■ Zadanie pisemne A:
Odpowiedz na pytania na podstawie wpisu o rozsiewaniu kultury:
(i) Co można rozsiewać, jeśli jest się purchawką?
(ii) Kto jest autorem powieści „Zbrodnia i kara”?
(iii) Jak nazywa się bohater, który popełnia zbrodnię?
◆ ◆ ◆ ◆ ◆ ◆ ◆
27.08.2019 - Rozsiewam kulturę #1 - kilka książek, film i piosenki.

Można rozsiewać zarodniki, jeśli jest się purchawką. Można także kichać i rozsiewać drobnoustroje chorobotwórcze. A jak się ma bloga i taki akurat kaprys, to można rozsiewać kulturę - jako i ja czynię. Enjoy!
Książki
Zbrodnia i kara - Fiodor Dostojewski
Jedna z lepszych książek, jakie w życiu przeczytałam - a przeczytałam ich naprawdę sporo.
Główny bohater jest osobą, z którą mam nieco cech wspólnych: zamknięty w sobie, nieskory do kontaktu z innymi ludźmi, za to spędzający mnóstwo czasu na rozmyślaniu.
Zasadniczo zbrodnia, którą popełnia Raskolnikow, nie jest w tej książce najważniejsza. Cenniejsza staje się opowieść o zmianie myślenia, walce z samym sobą, zaakceptowaniu popełnionych błędów i sile miłości. Do tego szczypta ponurego klimatu Petersburga, dom publiczny, śmierć pod kopytami i inne smaczki.
◆ ◆ ◆ ◆ ◆ ◆ ◆
■ Zadanie pisemne B: W zestawieniu poniżej podmień „beige” na „gray” w wierszach od tego, który zawiera „# Outline the region of every instance of the beige”, aż do ostatniego wiersza zestawienia włącznie. Przepisz tylko te wiersze, a całą resztę pozostaw bez zmian.

[Zapisy konturów]
◆ ◆ ◆ ◆ ◆ ◆ ◆
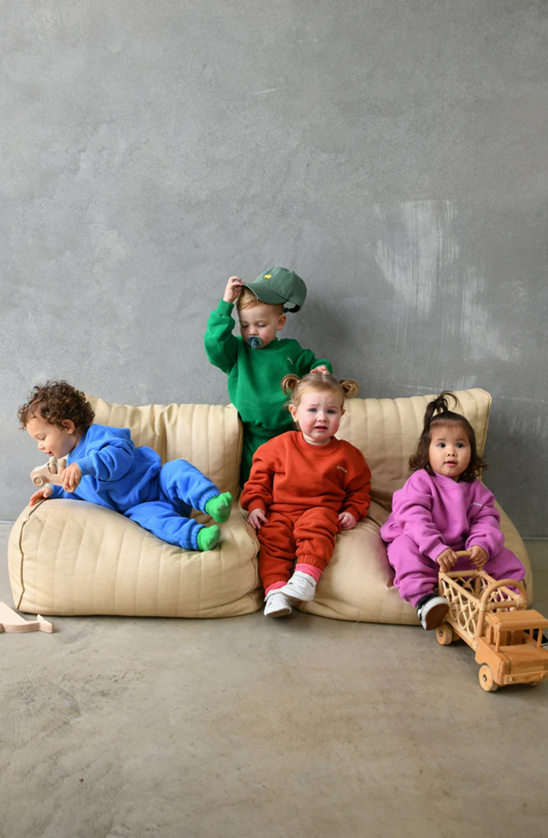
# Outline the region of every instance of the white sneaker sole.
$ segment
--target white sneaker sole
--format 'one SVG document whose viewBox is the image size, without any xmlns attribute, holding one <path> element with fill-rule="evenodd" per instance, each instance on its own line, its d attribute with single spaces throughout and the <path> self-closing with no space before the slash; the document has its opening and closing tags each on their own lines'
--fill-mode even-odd
<svg viewBox="0 0 548 838">
<path fill-rule="evenodd" d="M 310 593 L 297 593 L 294 587 L 289 585 L 284 585 L 284 587 L 280 587 L 280 592 L 284 593 L 288 599 L 290 599 L 292 603 L 311 603 L 314 599 L 314 595 L 316 592 L 315 587 Z"/>
</svg>

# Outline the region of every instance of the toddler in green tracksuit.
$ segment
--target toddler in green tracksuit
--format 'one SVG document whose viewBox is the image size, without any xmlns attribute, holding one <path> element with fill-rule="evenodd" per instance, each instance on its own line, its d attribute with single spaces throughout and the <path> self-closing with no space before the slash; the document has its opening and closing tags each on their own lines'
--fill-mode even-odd
<svg viewBox="0 0 548 838">
<path fill-rule="evenodd" d="M 228 375 L 228 395 L 243 422 L 242 484 L 253 455 L 263 442 L 293 429 L 280 382 L 289 373 L 331 373 L 331 365 L 303 349 L 296 340 L 279 339 L 285 312 L 298 312 L 306 297 L 304 281 L 284 267 L 269 268 L 254 282 L 231 277 L 223 299 L 207 322 L 205 346 L 212 364 Z M 284 308 L 290 303 L 292 308 Z M 236 304 L 241 337 L 233 334 Z"/>
</svg>

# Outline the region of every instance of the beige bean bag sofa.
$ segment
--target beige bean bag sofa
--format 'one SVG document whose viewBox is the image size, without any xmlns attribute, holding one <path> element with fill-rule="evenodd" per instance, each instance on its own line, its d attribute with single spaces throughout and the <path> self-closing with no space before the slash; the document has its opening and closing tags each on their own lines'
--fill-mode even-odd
◆ ◆ ◆ ◆ ◆ ◆ ◆
■ Rozwiązanie zadania A:
(i) Zarodniki.
(ii) Fiodor Dostojewski.
(iii) Raskolnikow.

■ Rozwiązanie zadania B:
# Outline the region of every instance of the gray bean bag sofa.
$ segment
--target gray bean bag sofa
--format 'one SVG document whose viewBox is the image size, without any xmlns attribute, holding one <path> element with fill-rule="evenodd" per instance, each instance on its own line, its d attribute with single spaces throughout and the <path> self-closing with no space before the slash; the document has its opening and closing tags each on their own lines'
--fill-mode even-odd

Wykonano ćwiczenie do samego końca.